= PROMPT 1 =
Translate this sentence from the article on small manufacturers below into Spanish: "Revenues are small but growing, Summerville says."
= PROMPT 2 =
Duplicate a section of the article on small manufacturers below word for word. Begin at the words "Last August, Summerville" and stop after the words "growing, Summerville says.".
= PROMPT 3 =
In the article on small manufacturers below, how many clients does Sew Sister now serve?

= TEXT SHOWN =
· · · ·
Last August, Summerville bought sewing equipment from a defunct lingerie manufacturer. Today the five employees of Sew Sister Fabrics (sewsister.com) crank out a vast range of jobs on 52 separate machines, including single and double needle, serger, zigzag and labeling devices.

Summerville operates the equipment of a much bigger company, but she happily accepts low-volume orders that her larger competitors can't afford to touch. Her typical order is 100 pieces or fewer for a mix of up to six different items, completed in three to four weeks. Revenues are small but growing, Summerville says.

Sew Sister now serves 24 clients, including local designers and a few national retailers. In fact, Summerville was recently forced to turn away several potential clients until she could hire additional employees. But she has no plans to change course. "A lot of folks in this business like to get in the groove of doing the same widget over and over," she notes. "You get faster, but then you box yourself into saying, 'I am just a lingerie manufacturer,' and your other possibilities just collapse."

Find your niche

The larger lesson for small manufacturers? Commodity production equals failure. That's true in most industries, not just apparel. "If you're doing commodity work in steel fabrication today, you're dead," says Drew Greenblatt, 40, CEO of Marlin Steel Wire (marlinwire.com) in Baltimore City, Md.

Greenblatt should know. When he bought Marlin in 1999, the company made wire baskets for bagel shops, and offshore competitors were devouring the market. Marlin's revenues were at $800,000 and falling. Greenblatt realized he could either reinvent the company or watch it fail. He decided to start producing precision baskets for industrial applications.
· · · ·
= Data for pointing to regions =
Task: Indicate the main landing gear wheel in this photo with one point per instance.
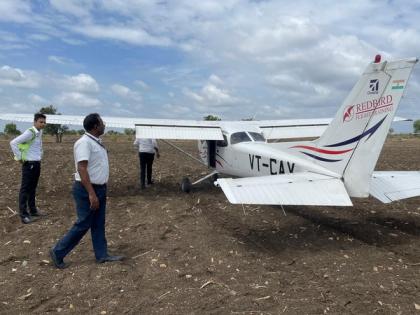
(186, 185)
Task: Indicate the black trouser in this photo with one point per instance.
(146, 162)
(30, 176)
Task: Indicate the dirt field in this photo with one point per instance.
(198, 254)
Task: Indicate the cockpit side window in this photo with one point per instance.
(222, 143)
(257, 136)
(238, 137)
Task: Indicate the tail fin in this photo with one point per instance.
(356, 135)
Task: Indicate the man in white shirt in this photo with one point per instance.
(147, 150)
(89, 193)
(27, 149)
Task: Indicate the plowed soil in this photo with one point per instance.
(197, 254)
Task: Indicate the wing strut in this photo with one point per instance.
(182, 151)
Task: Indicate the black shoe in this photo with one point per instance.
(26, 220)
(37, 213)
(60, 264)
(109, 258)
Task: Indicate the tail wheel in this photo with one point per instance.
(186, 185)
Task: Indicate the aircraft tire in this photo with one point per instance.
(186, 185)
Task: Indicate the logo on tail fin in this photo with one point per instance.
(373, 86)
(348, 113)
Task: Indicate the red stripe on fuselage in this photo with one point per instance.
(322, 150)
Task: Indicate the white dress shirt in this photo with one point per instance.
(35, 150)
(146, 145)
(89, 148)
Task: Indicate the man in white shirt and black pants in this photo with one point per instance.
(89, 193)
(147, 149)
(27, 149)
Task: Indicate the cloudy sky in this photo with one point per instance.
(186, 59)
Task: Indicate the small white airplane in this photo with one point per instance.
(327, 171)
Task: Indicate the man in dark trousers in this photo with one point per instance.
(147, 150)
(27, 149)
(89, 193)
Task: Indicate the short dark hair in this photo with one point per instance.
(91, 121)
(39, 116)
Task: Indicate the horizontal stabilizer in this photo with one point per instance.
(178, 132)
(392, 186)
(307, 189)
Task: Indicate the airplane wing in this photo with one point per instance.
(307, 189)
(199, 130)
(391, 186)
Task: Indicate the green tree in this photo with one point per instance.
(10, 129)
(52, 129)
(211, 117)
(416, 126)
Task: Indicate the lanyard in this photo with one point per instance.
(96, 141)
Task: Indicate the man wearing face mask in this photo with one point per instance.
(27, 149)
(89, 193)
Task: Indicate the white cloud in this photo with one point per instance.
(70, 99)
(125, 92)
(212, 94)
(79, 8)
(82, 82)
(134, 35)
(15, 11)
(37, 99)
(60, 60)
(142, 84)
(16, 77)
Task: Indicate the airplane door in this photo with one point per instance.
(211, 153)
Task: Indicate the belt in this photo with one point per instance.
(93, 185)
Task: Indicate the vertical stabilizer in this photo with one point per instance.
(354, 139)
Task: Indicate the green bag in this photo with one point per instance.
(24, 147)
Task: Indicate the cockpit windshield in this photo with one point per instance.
· · · ·
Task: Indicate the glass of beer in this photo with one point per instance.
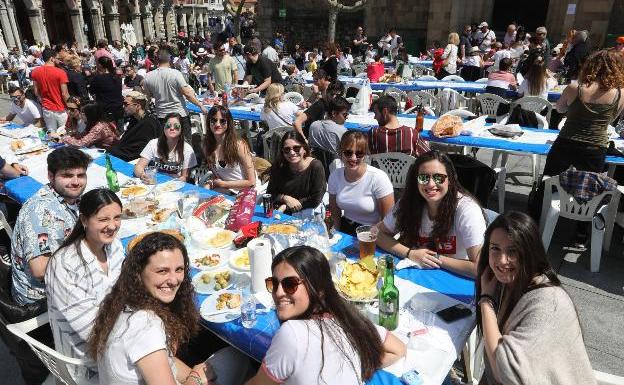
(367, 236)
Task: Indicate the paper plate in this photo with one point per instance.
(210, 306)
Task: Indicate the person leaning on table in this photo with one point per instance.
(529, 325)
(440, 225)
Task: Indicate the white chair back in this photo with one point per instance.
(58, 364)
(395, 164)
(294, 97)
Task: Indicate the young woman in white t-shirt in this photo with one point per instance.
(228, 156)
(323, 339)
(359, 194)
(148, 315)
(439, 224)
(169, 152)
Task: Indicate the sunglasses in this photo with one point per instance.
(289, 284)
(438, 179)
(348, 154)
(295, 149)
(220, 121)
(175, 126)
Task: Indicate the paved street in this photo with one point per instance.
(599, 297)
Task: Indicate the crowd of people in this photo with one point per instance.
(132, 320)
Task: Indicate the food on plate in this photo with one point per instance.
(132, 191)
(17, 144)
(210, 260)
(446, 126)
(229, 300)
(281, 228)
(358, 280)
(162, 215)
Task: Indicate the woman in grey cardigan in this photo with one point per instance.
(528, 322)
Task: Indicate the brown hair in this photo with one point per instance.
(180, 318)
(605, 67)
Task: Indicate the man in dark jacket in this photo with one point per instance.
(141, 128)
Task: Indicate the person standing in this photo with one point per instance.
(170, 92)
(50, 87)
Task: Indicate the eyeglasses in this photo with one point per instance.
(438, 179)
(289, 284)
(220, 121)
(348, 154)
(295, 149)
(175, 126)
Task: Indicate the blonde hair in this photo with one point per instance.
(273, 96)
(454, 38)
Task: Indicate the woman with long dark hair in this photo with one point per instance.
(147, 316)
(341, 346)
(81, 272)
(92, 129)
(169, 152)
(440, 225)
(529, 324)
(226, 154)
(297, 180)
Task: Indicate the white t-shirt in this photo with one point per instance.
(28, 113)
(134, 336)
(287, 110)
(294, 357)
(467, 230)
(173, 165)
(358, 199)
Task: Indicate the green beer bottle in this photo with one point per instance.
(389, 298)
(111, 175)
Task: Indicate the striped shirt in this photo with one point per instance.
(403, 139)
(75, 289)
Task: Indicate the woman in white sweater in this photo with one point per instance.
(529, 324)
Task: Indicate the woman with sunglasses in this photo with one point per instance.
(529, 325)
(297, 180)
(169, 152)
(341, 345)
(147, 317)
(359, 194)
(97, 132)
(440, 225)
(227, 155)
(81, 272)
· · · ·
= ANSWER SECTION 1 =
Los ingresos son pequeños pero van en aumento, dice Summerville.

= ANSWER SECTION 2 =
Last August, Summerville bought sewing equipment from a defunct lingerie manufacturer. Today the five employees of Sew Sister Fabrics (sewsister.com) crank out a vast range of jobs on 52 separate machines, including single and double needle, serger, zigzag and labeling devices.

Summerville operates the equipment of a much bigger company, but she happily accepts low-volume orders that her larger competitors can't afford to touch. Her typical order is 100 pieces or fewer for a mix of up to six different items, completed in three to four weeks. Revenues are small but growing, Summerville says.

= ANSWER SECTION 3 =
24 clients